** Start ROWS **

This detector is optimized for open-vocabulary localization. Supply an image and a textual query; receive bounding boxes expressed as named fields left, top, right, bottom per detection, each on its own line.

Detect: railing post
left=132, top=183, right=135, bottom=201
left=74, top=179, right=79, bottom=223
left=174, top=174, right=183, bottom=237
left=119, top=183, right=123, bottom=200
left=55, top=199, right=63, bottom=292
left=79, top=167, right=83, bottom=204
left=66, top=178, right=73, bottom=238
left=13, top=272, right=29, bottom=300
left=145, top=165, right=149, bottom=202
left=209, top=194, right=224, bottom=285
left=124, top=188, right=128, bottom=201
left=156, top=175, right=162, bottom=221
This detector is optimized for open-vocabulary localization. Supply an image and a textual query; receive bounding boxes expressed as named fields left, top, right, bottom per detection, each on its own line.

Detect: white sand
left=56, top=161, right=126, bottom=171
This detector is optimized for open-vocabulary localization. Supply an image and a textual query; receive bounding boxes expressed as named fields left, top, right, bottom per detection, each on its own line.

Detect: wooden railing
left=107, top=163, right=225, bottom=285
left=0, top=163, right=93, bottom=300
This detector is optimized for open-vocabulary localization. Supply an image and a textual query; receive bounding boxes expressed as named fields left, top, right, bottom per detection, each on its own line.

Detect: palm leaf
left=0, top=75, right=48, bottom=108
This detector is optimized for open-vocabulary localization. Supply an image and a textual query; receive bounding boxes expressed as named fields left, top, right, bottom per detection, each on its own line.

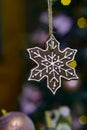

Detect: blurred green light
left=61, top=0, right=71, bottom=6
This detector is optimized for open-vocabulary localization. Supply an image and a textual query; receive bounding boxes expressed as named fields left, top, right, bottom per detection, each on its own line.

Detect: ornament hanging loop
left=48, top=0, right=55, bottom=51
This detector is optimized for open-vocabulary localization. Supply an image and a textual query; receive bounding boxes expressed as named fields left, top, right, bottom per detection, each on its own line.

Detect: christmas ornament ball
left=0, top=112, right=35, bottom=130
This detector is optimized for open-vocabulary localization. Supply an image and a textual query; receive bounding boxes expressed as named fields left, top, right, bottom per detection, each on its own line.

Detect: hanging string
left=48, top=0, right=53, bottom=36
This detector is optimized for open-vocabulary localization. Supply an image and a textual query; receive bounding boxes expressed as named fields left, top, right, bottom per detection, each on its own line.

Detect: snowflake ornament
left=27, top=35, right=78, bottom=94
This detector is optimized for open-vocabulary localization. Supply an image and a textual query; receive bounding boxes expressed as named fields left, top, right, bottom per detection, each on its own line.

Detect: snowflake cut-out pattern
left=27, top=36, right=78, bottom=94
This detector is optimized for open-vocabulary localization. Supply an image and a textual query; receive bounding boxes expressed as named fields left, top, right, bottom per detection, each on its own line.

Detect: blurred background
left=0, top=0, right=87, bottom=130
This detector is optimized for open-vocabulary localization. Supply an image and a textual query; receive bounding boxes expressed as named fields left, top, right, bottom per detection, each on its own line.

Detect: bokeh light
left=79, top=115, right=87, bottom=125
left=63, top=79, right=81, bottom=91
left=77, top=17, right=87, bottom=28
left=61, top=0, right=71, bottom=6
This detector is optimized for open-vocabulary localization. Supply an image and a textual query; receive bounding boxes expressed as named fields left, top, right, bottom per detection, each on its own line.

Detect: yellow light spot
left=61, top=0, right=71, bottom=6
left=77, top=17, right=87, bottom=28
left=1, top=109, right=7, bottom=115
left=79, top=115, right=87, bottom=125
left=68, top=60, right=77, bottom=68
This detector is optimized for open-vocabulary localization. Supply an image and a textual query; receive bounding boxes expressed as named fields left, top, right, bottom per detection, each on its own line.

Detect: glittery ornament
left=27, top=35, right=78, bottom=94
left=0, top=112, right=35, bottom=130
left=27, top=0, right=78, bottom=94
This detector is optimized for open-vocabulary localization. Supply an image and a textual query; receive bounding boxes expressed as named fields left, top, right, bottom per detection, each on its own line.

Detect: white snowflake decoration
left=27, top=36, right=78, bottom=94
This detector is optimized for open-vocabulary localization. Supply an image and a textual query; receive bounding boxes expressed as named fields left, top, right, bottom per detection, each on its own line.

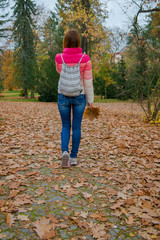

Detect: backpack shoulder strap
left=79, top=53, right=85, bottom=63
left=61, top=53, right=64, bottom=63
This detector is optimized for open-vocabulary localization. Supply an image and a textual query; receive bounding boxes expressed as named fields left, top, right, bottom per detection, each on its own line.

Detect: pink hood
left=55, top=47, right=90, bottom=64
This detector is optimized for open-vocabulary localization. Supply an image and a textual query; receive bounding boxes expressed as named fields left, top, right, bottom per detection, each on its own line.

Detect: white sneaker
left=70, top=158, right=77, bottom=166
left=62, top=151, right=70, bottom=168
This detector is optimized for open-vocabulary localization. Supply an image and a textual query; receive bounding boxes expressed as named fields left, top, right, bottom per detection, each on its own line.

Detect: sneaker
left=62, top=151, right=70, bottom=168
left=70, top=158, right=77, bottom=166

** End ROWS **

Render every line of the listing above as a Markdown table with the columns Row and Line, numbering the rows and omitting blank lines. Leave the pictures out of the table.

| Row | Line |
|---|---|
| 1 | This detector is optimized for open-vocabulary localization. Supply an image and a textual query; receive bounding boxes expressed as named fields left, top, right, bottom per detection, each on its own line. |
| 2 | Detect: railing post |
| 3 | left=132, top=183, right=135, bottom=201 |
| 4 | left=74, top=179, right=79, bottom=223 |
| 5 | left=174, top=174, right=183, bottom=237 |
| 6 | left=119, top=183, right=123, bottom=200 |
| 7 | left=55, top=199, right=63, bottom=292 |
| 8 | left=79, top=167, right=83, bottom=204 |
| 9 | left=66, top=178, right=73, bottom=238 |
| 10 | left=13, top=272, right=29, bottom=300 |
| 11 | left=145, top=165, right=149, bottom=202 |
| 12 | left=209, top=194, right=224, bottom=285 |
| 13 | left=124, top=188, right=128, bottom=201 |
| 14 | left=156, top=175, right=162, bottom=221 |
| 15 | This detector is optimized for open-vocabulary localization. Supply an image and a textual query; receive bounding boxes expressed as named fields left, top, right, bottom per detection, each on its own line. |
| 16 | Detect: white sand |
| 17 | left=56, top=161, right=126, bottom=171 |
| 18 | This detector is optimized for open-vocabulary localization. Supply an image and a textual query; receive bounding boxes expressed as named fields left, top, right, bottom per detection, each on its own line. |
| 19 | Detect: wooden railing |
| 20 | left=107, top=163, right=225, bottom=285 |
| 21 | left=0, top=163, right=93, bottom=300 |
| 22 | This detector is optimized for open-vocabulary localization. Supply an image and a textual query; receive bounding boxes expressed as named fields left, top, right, bottom per detection, each on its own line. |
| 23 | Detect: palm leaf |
| 24 | left=0, top=75, right=48, bottom=108 |
| 25 | This detector is optimized for open-vocabulary localization. Supply an image and a textual query; receive bounding boxes expressed as named fields left, top, right, bottom per detection, each on its own line. |
| 26 | Detect: blurred green light |
| 27 | left=61, top=0, right=71, bottom=6 |
| 28 | This detector is optimized for open-vocabulary localization. Supply an image and a textual query; receive bounding boxes expressed as named fields left, top, right, bottom per detection, each on its own line. |
| 29 | Detect: ornament hanging loop |
| 30 | left=48, top=0, right=55, bottom=51 |
| 31 | This detector is optimized for open-vocabulary localization. Supply an image and a textual query; receive bounding boxes expressed as named fields left, top, right, bottom per detection, each on its own line. |
| 32 | Detect: christmas ornament ball |
| 33 | left=0, top=112, right=35, bottom=130 |
| 34 | This detector is optimized for open-vocabulary localization. Supply an image and a textual query; receive bounding boxes expressed as named fields left, top, right, bottom per detection, each on its own line. |
| 35 | Detect: hanging string |
| 36 | left=48, top=0, right=53, bottom=36 |
| 37 | This detector is optimized for open-vocabulary localization. Supply an image and a textual query; receive bounding boxes expressed as named fields left, top, right, bottom per detection, each on its own line. |
| 38 | Detect: snowflake ornament |
| 39 | left=27, top=35, right=78, bottom=94 |
| 40 | This detector is optimized for open-vocabulary localization. Supply an image and a textual query; receive bounding boxes expressed as named fields left, top, right, bottom per detection, each on its own line. |
| 41 | Detect: snowflake cut-out pattern |
| 42 | left=27, top=36, right=78, bottom=94 |
| 43 | This detector is optimized for open-vocabulary localization. Supply an image and a textual query; receive bounding boxes expressed as named fields left, top, right, bottom per detection, each on its own line. |
| 44 | Detect: blurred background |
| 45 | left=0, top=0, right=87, bottom=130 |
| 46 | This detector is optimized for open-vocabulary localization. Supply an image and a textual query; receive bounding boxes expressed as named fields left, top, right, bottom per detection, each on its own line. |
| 47 | Detect: bokeh light |
| 48 | left=79, top=115, right=87, bottom=125 |
| 49 | left=63, top=79, right=81, bottom=91 |
| 50 | left=77, top=17, right=87, bottom=28 |
| 51 | left=61, top=0, right=71, bottom=6 |
| 52 | This detector is optimized for open-vocabulary localization. Supply an image and a textual query; receive bounding boxes expressed as named fields left, top, right, bottom per detection, each on its own line. |
| 53 | Detect: yellow light spot |
| 54 | left=61, top=0, right=71, bottom=6 |
| 55 | left=77, top=17, right=87, bottom=28 |
| 56 | left=1, top=109, right=7, bottom=115 |
| 57 | left=79, top=115, right=87, bottom=125 |
| 58 | left=68, top=60, right=77, bottom=68 |
| 59 | This detector is optimized for open-vocabulary localization. Supply an image and a textual query; receive bounding boxes expressed as named fields left, top, right, bottom per detection, each on its own line. |
| 60 | Detect: glittery ornament |
| 61 | left=27, top=35, right=78, bottom=94 |
| 62 | left=0, top=112, right=35, bottom=130 |
| 63 | left=27, top=0, right=78, bottom=94 |
| 64 | This detector is optimized for open-vocabulary localization. Supply an image and a textual query; receive bounding boxes expressed as named fields left, top, right, bottom per detection, each on its own line. |
| 65 | Detect: white snowflake decoration |
| 66 | left=27, top=36, right=78, bottom=94 |
| 67 | This detector is optimized for open-vocabulary localization. Supply an image and a textual query; receive bounding boxes expressed as named fields left, top, right, bottom per detection, each on its own line. |
| 68 | Detect: backpack shoulder strap |
| 69 | left=79, top=53, right=85, bottom=63 |
| 70 | left=61, top=53, right=64, bottom=63 |
| 71 | This detector is optimized for open-vocabulary localization. Supply an image and a textual query; receive bounding boxes expressed as named fields left, top, right, bottom per detection, each on its own line. |
| 72 | Detect: pink hood |
| 73 | left=55, top=47, right=90, bottom=64 |
| 74 | This detector is optimized for open-vocabulary localization. Supply an image and a textual query; receive bounding boxes expressed as named fields left, top, right, bottom per detection, each on its own line. |
| 75 | Detect: white sneaker |
| 76 | left=70, top=158, right=77, bottom=166 |
| 77 | left=62, top=151, right=70, bottom=168 |
| 78 | This detector is optimized for open-vocabulary localization. Supply an image and a textual query; receive bounding boxes expressed as named fields left, top, right, bottom per detection, each on its own line. |
| 79 | Detect: sneaker |
| 80 | left=62, top=151, right=70, bottom=168 |
| 81 | left=70, top=158, right=77, bottom=166 |